Collect every line in the entries below that contains the word "wheel".

# START OF Supplied material

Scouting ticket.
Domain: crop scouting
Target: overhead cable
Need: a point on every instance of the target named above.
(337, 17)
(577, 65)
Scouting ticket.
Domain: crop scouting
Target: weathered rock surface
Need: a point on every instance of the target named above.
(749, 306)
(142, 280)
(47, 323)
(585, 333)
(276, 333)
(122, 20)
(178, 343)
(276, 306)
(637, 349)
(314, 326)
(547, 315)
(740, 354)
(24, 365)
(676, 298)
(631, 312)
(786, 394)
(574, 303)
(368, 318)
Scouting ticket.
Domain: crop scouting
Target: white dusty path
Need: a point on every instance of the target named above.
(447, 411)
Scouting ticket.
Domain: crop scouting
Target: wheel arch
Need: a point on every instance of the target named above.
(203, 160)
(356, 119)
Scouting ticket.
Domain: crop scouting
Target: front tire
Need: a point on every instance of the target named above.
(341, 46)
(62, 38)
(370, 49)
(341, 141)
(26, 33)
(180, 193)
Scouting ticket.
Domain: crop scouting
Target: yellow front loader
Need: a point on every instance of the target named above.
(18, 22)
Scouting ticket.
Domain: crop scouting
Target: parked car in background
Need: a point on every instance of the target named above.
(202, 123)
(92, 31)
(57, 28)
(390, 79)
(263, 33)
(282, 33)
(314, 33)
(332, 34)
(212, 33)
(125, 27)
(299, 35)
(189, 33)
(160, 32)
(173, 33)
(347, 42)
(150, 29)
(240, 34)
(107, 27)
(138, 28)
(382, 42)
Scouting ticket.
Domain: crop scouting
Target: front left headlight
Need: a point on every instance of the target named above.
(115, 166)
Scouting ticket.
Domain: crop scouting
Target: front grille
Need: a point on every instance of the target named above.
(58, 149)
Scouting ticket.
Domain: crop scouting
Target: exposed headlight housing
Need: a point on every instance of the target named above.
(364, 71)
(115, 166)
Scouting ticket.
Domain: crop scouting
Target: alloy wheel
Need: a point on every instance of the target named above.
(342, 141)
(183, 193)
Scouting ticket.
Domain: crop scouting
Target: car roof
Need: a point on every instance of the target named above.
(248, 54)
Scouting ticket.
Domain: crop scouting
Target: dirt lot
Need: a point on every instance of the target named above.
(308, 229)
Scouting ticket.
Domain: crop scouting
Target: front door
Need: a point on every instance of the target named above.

# END OF Supplied material

:: Response below ::
Target: wheel arch
Target: alloy wheel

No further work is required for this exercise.